**Entries supplied**

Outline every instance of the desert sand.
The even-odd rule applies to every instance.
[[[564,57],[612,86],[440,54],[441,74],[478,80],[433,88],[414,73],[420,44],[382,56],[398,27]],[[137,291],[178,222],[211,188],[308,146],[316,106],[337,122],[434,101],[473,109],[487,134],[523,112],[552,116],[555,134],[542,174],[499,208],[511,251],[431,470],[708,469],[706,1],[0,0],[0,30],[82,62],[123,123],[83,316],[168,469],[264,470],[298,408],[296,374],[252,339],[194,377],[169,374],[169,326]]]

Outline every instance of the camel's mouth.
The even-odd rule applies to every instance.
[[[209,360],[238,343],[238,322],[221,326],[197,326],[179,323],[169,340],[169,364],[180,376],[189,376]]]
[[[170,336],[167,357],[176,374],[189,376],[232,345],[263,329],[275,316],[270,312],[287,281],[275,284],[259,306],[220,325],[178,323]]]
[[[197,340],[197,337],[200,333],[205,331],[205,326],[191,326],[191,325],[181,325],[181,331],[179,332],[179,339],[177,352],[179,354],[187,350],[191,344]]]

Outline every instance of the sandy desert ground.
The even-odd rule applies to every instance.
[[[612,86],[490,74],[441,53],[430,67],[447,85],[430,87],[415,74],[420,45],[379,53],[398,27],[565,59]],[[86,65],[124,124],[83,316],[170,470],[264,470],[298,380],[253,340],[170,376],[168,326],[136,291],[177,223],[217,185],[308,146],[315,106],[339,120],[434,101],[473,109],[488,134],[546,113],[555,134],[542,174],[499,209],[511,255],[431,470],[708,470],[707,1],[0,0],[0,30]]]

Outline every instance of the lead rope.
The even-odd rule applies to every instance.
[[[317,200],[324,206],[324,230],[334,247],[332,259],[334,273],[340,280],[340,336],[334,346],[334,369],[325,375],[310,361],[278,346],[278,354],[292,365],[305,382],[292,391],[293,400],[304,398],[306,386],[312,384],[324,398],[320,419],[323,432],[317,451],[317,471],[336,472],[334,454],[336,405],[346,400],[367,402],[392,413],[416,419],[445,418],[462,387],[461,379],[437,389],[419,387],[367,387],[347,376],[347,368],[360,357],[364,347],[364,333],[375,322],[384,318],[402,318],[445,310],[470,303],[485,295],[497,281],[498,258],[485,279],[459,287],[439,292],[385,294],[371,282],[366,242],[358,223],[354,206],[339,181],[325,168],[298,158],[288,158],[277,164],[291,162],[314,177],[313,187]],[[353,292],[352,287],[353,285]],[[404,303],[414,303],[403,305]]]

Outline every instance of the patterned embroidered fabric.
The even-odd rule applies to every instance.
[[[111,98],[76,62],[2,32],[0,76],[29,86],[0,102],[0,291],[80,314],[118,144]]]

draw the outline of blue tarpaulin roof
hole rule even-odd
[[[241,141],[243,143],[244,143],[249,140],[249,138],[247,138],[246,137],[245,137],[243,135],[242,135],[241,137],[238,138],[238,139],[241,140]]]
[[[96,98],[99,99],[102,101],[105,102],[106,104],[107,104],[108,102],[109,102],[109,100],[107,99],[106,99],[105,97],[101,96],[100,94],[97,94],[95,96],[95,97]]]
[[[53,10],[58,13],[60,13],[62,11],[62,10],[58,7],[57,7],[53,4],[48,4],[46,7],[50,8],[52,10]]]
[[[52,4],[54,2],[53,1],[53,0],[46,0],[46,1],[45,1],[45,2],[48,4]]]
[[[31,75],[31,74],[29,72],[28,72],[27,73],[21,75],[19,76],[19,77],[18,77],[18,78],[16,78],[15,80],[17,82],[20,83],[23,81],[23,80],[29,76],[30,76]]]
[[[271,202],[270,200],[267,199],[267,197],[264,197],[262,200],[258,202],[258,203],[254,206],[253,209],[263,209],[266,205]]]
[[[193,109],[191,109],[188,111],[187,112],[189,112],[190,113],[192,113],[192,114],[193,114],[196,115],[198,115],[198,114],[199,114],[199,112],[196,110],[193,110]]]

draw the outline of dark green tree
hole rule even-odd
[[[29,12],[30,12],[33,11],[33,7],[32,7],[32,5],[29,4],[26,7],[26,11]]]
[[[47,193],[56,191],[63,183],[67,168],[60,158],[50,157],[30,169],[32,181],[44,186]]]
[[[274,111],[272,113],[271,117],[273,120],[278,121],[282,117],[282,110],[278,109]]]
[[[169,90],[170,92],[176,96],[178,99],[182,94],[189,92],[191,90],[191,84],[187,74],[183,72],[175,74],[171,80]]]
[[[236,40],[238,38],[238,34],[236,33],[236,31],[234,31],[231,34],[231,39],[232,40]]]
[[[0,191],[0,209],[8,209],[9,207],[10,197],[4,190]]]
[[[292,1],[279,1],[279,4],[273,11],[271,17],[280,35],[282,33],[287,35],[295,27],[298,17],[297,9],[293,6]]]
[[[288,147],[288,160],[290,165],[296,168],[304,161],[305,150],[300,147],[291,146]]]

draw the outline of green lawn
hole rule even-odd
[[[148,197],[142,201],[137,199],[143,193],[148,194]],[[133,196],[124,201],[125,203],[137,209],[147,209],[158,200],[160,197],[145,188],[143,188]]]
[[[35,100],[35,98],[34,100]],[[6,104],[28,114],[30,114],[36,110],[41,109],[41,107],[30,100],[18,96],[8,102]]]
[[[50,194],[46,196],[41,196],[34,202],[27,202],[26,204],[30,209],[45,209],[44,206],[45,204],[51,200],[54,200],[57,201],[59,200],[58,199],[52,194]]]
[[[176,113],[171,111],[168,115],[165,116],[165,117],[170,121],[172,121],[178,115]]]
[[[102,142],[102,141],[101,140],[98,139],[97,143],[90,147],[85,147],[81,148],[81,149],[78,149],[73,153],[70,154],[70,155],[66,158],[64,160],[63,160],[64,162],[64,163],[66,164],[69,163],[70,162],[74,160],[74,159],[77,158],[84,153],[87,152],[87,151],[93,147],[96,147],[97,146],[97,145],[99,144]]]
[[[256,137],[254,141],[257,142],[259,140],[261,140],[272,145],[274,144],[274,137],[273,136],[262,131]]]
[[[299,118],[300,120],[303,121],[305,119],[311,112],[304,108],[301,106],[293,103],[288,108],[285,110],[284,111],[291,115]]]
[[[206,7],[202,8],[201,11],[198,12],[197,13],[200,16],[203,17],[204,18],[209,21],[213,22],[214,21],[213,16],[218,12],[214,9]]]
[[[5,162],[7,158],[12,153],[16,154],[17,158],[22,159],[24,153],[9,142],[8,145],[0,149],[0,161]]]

**Given instruction**
Arrange every nonblank line of the rows above in a Markdown table, numbering them in order under No. and giving each line under Line.

**Problem solution**
| No. | Line |
|---|---|
| 1 | Outline every instance of the desert sand. |
| 2 | The even-odd rule applies to every instance. |
| 3 | [[[564,57],[612,86],[440,54],[441,74],[478,80],[433,88],[414,73],[420,44],[382,56],[398,27]],[[137,291],[178,222],[211,188],[308,146],[316,106],[337,122],[434,101],[473,109],[487,134],[523,112],[552,116],[555,134],[542,174],[499,208],[511,251],[431,470],[708,469],[706,1],[0,0],[0,30],[82,62],[123,123],[83,316],[168,469],[264,470],[298,408],[296,374],[252,339],[194,377],[169,374],[169,326]]] |
| 4 | Outline every instance of the camel's mouth. |
| 5 | The even-odd rule applies to every instance. |
| 6 | [[[209,360],[238,343],[238,322],[221,326],[197,326],[179,323],[169,340],[169,364],[180,376],[189,376]]] |
| 7 | [[[170,336],[167,357],[176,374],[189,376],[232,345],[263,329],[275,316],[270,312],[287,281],[275,284],[259,306],[220,325],[178,323]]] |
| 8 | [[[197,340],[197,337],[200,333],[205,331],[205,326],[191,326],[191,325],[181,325],[181,331],[179,332],[179,339],[177,352],[179,354],[187,350],[191,344]]] |
| 9 | Outline every instance of the sandy desert ground. |
| 10 | The even-odd rule applies to every instance. |
| 11 | [[[612,86],[490,74],[441,53],[430,67],[447,85],[430,87],[415,74],[420,45],[379,53],[398,27],[565,59]],[[86,65],[124,124],[83,316],[170,470],[264,470],[298,380],[253,340],[170,376],[168,326],[136,291],[177,223],[217,185],[308,146],[315,106],[339,120],[434,101],[473,109],[488,134],[546,113],[555,134],[542,174],[499,209],[511,255],[431,470],[708,470],[707,1],[0,0],[0,30]]] |
| 12 | Outline every instance of the lead rope. |
| 13 | The even-odd rule applies to every instance. |
| 14 | [[[317,200],[324,206],[324,230],[334,247],[332,259],[334,273],[340,280],[340,336],[334,346],[334,369],[325,375],[310,361],[278,346],[278,354],[292,365],[305,382],[292,391],[293,400],[304,398],[306,386],[312,384],[324,398],[320,419],[323,432],[317,451],[317,471],[336,472],[334,454],[336,405],[346,400],[367,402],[392,413],[416,419],[445,418],[462,387],[461,379],[437,389],[419,387],[367,387],[347,376],[347,368],[360,357],[364,347],[364,333],[375,322],[384,318],[402,318],[445,310],[470,303],[485,295],[497,281],[498,258],[485,279],[459,287],[439,292],[385,294],[371,282],[366,242],[358,223],[354,206],[339,181],[325,168],[298,158],[288,158],[277,164],[291,162],[314,177],[313,187]],[[353,292],[352,287],[353,285]],[[404,303],[414,303],[403,305]]] |
| 15 | Outline every instance of the patterned embroidered fabric. |
| 16 | The even-odd rule applies to every instance. |
| 17 | [[[111,98],[76,62],[2,32],[0,76],[29,86],[0,102],[0,291],[80,314],[118,144]]] |
| 18 | draw the outline of blue tarpaulin roof |
| 19 | hole rule even-odd |
| 20 | [[[241,141],[243,143],[244,143],[249,140],[249,138],[247,138],[246,137],[245,137],[243,135],[242,135],[241,137],[238,138],[238,139],[241,140]]] |
| 21 | [[[96,98],[99,99],[102,101],[105,102],[106,104],[107,104],[108,102],[109,102],[109,100],[107,99],[106,99],[105,97],[101,96],[100,94],[97,94],[95,96],[95,97]]] |
| 22 | [[[53,10],[58,13],[60,13],[62,11],[62,10],[58,7],[57,7],[53,4],[48,4],[46,7],[50,8],[52,10]]] |
| 23 | [[[52,4],[54,2],[53,1],[53,0],[46,0],[46,1],[45,1],[45,2],[48,4]]] |
| 24 | [[[31,75],[31,74],[29,72],[28,72],[27,73],[21,75],[19,76],[19,77],[18,77],[18,78],[16,78],[15,80],[17,82],[20,83],[23,81],[23,80],[29,76],[30,76]]] |
| 25 | [[[271,202],[270,200],[267,199],[267,197],[264,197],[262,200],[258,202],[258,203],[254,206],[253,209],[263,209],[266,205]]] |
| 26 | [[[193,109],[191,109],[188,111],[187,112],[189,112],[190,113],[192,113],[192,114],[193,114],[196,115],[198,115],[198,114],[199,114],[199,112],[196,110],[193,110]]] |
| 27 | draw the outline of dark green tree |
| 28 | hole rule even-odd |
| 29 | [[[29,12],[30,12],[33,11],[33,7],[32,7],[32,5],[29,4],[26,7],[26,11]]] |
| 30 | [[[47,193],[56,191],[63,183],[67,168],[60,158],[50,157],[30,169],[32,181],[44,186]]] |
| 31 | [[[274,111],[272,113],[271,117],[273,120],[278,121],[282,117],[282,110],[278,109]]] |
| 32 | [[[169,90],[170,92],[176,96],[178,99],[182,94],[189,92],[191,90],[191,84],[187,74],[183,72],[175,74],[171,80]]] |
| 33 | [[[236,40],[238,38],[238,34],[236,33],[236,31],[234,31],[231,34],[231,39],[232,40]]] |
| 34 | [[[0,191],[0,209],[8,209],[9,207],[10,197],[4,190]]] |
| 35 | [[[292,1],[279,1],[279,4],[273,11],[271,17],[280,35],[282,33],[287,35],[295,27],[298,17],[297,9],[293,6]]] |
| 36 | [[[288,147],[288,160],[290,165],[296,168],[304,161],[305,150],[300,147],[291,146]]] |
| 37 | draw the outline of green lawn |
| 38 | hole rule even-odd |
| 39 | [[[148,197],[142,201],[137,199],[143,193],[148,194]],[[133,196],[124,201],[125,203],[137,209],[147,209],[158,200],[160,197],[145,188],[143,188]]] |
| 40 | [[[35,100],[35,98],[34,100]],[[6,104],[28,114],[30,114],[36,110],[41,109],[41,107],[30,100],[18,96],[8,102]]] |
| 41 | [[[50,194],[46,196],[41,196],[34,202],[27,202],[26,204],[30,209],[45,209],[44,206],[45,204],[51,200],[54,200],[57,201],[59,200],[58,199],[52,194]]] |
| 42 | [[[176,113],[171,111],[168,115],[165,116],[165,117],[170,121],[172,121],[178,115]]] |
| 43 | [[[102,142],[102,141],[101,140],[98,139],[97,143],[90,147],[85,147],[81,148],[81,149],[78,149],[73,153],[70,154],[70,155],[66,158],[64,160],[63,160],[64,162],[64,163],[66,164],[69,163],[70,162],[74,160],[74,159],[77,158],[84,153],[87,152],[87,151],[93,147],[96,147],[97,146],[97,145],[99,144]]] |
| 44 | [[[256,137],[254,141],[257,142],[259,140],[261,140],[272,145],[274,144],[274,137],[273,136],[262,131]]] |
| 45 | [[[299,118],[300,120],[303,121],[305,119],[311,112],[304,108],[301,106],[293,103],[288,108],[285,110],[284,111],[291,115]]] |
| 46 | [[[206,7],[202,8],[201,11],[198,12],[197,13],[200,16],[203,17],[204,18],[209,21],[213,22],[214,21],[213,16],[218,12],[214,9]]] |
| 47 | [[[5,162],[7,158],[12,153],[16,154],[17,158],[22,159],[24,153],[9,142],[8,145],[0,149],[0,161]]] |